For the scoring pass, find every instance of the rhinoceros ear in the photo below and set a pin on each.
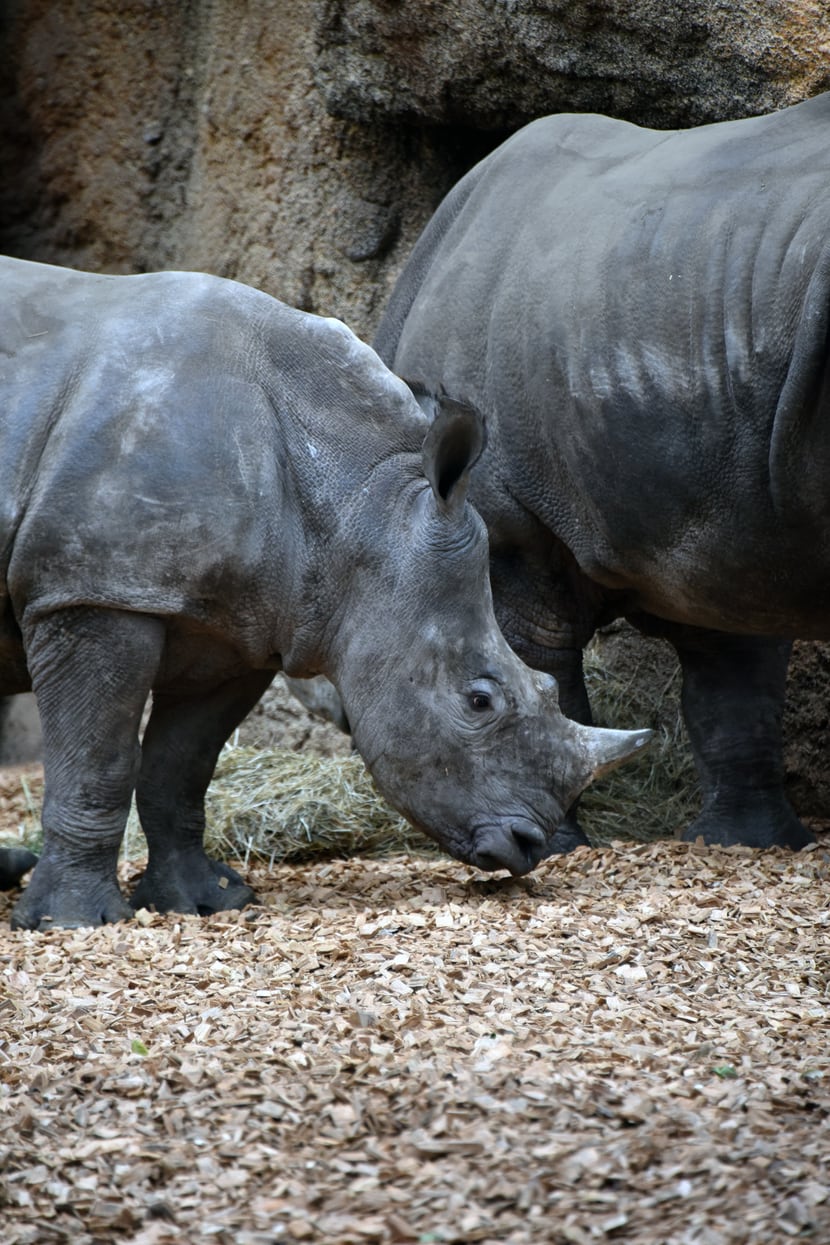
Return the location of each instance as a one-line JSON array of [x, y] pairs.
[[452, 448]]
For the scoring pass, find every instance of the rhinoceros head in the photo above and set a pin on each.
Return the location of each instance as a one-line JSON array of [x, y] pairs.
[[458, 733]]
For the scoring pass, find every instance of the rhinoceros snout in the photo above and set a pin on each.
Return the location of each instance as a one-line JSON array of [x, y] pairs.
[[517, 845]]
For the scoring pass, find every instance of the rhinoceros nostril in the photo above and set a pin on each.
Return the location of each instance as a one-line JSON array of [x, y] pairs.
[[517, 847], [529, 839]]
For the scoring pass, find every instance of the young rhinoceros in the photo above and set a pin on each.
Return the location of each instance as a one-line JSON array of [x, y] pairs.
[[200, 487]]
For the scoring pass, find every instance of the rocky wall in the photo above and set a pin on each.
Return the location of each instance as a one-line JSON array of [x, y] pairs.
[[301, 146]]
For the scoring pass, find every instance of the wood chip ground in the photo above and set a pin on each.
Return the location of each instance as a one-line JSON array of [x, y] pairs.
[[631, 1045]]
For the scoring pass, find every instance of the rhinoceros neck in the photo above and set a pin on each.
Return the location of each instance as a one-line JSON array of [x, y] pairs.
[[188, 447]]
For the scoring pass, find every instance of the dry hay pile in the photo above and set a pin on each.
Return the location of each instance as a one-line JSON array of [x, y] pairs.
[[629, 1046]]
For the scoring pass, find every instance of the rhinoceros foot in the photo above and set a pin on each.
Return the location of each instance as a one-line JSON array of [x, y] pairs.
[[62, 897], [14, 863], [192, 883], [750, 827]]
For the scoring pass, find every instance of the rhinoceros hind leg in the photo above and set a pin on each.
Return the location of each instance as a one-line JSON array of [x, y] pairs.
[[733, 702], [92, 670], [192, 884], [60, 895], [182, 742], [14, 863]]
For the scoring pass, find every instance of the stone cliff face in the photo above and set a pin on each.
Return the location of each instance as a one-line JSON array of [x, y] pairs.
[[301, 146]]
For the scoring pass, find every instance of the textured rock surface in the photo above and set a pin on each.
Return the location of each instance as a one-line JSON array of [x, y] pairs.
[[498, 64], [303, 147]]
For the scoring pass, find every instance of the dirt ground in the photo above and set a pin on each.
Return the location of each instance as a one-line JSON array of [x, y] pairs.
[[631, 1045]]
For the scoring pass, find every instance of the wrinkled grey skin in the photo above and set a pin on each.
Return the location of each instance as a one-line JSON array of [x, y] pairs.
[[199, 487], [642, 318]]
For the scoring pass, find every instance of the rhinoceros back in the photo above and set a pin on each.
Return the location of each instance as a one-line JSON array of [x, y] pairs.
[[624, 305]]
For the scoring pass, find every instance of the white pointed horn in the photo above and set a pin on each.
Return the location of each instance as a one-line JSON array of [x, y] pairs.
[[606, 750]]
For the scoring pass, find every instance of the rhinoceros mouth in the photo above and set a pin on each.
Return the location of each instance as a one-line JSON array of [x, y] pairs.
[[515, 844]]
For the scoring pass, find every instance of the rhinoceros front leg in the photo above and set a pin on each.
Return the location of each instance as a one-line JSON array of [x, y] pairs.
[[182, 742], [733, 702], [91, 671]]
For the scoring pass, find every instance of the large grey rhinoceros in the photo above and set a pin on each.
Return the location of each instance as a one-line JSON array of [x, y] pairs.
[[200, 486], [643, 319]]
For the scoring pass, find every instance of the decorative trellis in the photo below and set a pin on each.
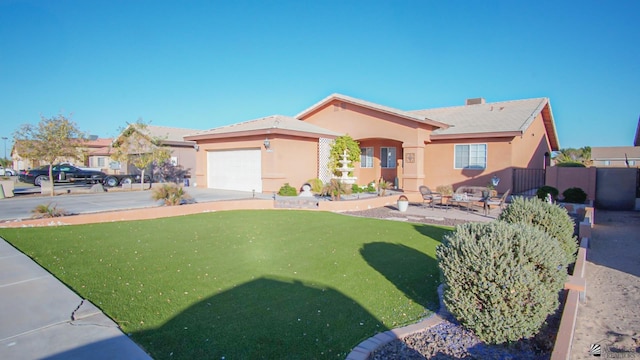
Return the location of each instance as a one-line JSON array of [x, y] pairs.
[[324, 153]]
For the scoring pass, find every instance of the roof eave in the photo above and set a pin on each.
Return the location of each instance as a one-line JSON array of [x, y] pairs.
[[497, 134], [326, 101], [261, 132]]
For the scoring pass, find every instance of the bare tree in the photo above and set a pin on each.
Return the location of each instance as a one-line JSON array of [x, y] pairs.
[[138, 147], [51, 140]]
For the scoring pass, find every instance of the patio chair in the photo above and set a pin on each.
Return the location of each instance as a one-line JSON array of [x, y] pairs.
[[428, 196], [499, 202]]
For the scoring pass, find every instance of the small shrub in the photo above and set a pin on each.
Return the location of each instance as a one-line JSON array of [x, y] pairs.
[[445, 189], [47, 211], [287, 190], [544, 190], [316, 185], [170, 193], [574, 195], [551, 218], [570, 164], [371, 187], [501, 280], [335, 188]]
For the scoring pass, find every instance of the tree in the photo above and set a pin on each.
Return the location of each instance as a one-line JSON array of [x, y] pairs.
[[52, 140], [571, 155], [138, 147], [339, 145]]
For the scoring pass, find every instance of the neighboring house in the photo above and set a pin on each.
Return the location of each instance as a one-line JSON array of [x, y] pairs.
[[93, 153], [616, 156], [456, 145], [183, 152]]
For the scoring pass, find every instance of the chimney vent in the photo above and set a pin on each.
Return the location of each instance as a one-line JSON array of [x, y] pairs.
[[475, 101]]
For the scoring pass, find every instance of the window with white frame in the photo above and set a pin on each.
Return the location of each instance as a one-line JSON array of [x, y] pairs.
[[470, 156], [388, 157], [366, 157]]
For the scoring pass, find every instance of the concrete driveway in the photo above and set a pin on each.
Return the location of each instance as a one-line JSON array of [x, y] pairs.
[[19, 207]]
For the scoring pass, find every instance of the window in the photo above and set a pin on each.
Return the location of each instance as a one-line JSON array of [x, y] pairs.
[[472, 156], [366, 157], [388, 158]]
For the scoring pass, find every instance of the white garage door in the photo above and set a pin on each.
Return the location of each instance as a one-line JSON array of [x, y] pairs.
[[234, 170]]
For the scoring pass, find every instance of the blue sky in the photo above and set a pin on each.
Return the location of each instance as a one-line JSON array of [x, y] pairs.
[[204, 64]]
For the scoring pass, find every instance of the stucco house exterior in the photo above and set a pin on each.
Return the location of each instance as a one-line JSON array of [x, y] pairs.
[[183, 152], [460, 145]]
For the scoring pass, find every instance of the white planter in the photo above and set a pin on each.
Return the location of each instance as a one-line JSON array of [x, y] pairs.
[[403, 205]]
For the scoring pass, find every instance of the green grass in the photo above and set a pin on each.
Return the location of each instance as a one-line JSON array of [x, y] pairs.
[[246, 284]]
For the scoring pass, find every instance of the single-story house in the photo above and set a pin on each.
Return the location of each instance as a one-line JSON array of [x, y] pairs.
[[460, 145]]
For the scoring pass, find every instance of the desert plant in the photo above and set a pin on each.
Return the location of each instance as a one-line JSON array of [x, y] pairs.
[[170, 193], [371, 187], [549, 217], [47, 211], [501, 280], [544, 190], [445, 190], [316, 185], [335, 188], [383, 185], [574, 195], [287, 190]]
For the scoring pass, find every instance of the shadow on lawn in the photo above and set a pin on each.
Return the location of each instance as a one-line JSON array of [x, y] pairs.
[[411, 271], [264, 318]]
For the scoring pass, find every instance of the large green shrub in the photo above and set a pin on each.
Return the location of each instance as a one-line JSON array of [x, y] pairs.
[[287, 190], [544, 190], [549, 217], [574, 195], [171, 194], [501, 280]]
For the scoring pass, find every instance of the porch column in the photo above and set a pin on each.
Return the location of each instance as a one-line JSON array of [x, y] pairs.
[[413, 169]]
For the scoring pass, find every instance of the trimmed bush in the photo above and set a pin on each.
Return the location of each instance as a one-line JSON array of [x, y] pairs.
[[501, 280], [574, 195], [544, 190], [170, 193], [570, 164], [549, 217], [287, 190], [316, 185]]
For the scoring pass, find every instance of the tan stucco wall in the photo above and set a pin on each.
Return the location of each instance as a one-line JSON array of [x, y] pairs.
[[503, 154], [365, 125], [290, 159]]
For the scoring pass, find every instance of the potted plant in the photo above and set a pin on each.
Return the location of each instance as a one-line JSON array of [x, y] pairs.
[[383, 185], [403, 203]]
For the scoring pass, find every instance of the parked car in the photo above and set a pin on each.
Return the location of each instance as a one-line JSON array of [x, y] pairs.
[[7, 171], [62, 173]]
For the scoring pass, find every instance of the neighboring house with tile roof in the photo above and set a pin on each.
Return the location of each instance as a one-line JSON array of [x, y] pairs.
[[183, 152], [462, 145], [94, 153], [616, 156]]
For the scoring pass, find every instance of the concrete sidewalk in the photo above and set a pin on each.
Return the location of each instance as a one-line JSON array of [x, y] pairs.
[[40, 318]]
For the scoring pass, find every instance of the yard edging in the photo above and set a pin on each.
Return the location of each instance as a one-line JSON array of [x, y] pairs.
[[576, 291]]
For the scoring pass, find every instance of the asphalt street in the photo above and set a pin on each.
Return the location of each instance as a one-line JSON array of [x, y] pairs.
[[20, 207]]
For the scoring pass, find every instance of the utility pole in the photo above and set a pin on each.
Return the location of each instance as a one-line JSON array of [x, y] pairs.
[[5, 147]]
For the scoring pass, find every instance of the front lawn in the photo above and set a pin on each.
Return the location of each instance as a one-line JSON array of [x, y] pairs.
[[246, 284]]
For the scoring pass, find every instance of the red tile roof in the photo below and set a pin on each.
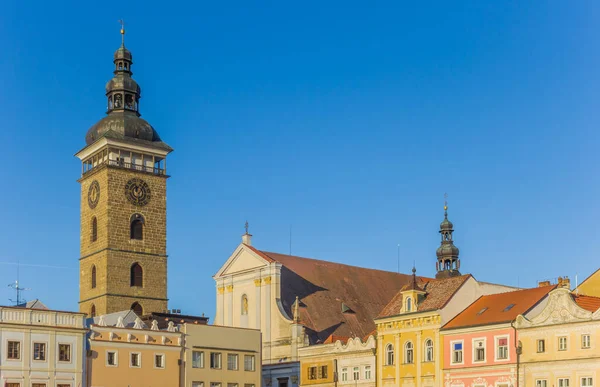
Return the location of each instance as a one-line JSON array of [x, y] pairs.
[[587, 302], [323, 286], [439, 292], [497, 309]]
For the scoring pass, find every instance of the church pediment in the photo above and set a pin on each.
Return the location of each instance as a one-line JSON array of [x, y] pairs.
[[560, 309]]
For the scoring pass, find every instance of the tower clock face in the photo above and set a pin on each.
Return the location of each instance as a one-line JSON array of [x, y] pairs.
[[94, 194], [137, 192]]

> _TASK TO CARRY OUT_: Copy out the stretch of the items above from their first line through the line containing "[[517, 845]]", inclusive, word for word. Omit the pictures.

> _OUTPUT BELOW_:
For the scoring pass, find every instance of the rhinoceros ear in the photo below and set a pin on each.
Return the location of each instance as a one-line JSON array of [x, y] pairs.
[[452, 448]]
For the scoring pass, find every instance of the rhinoceros head in the photo above and set a pin on each.
Return the location of each instance as a one-line JSON array of [x, y] pairs.
[[458, 733]]
For the scoring pass, find every instance of the rhinoceros snout in the photo above and set a pin on each.
Return the location of each instance as a one-line JSON array of [x, y] pairs.
[[517, 845]]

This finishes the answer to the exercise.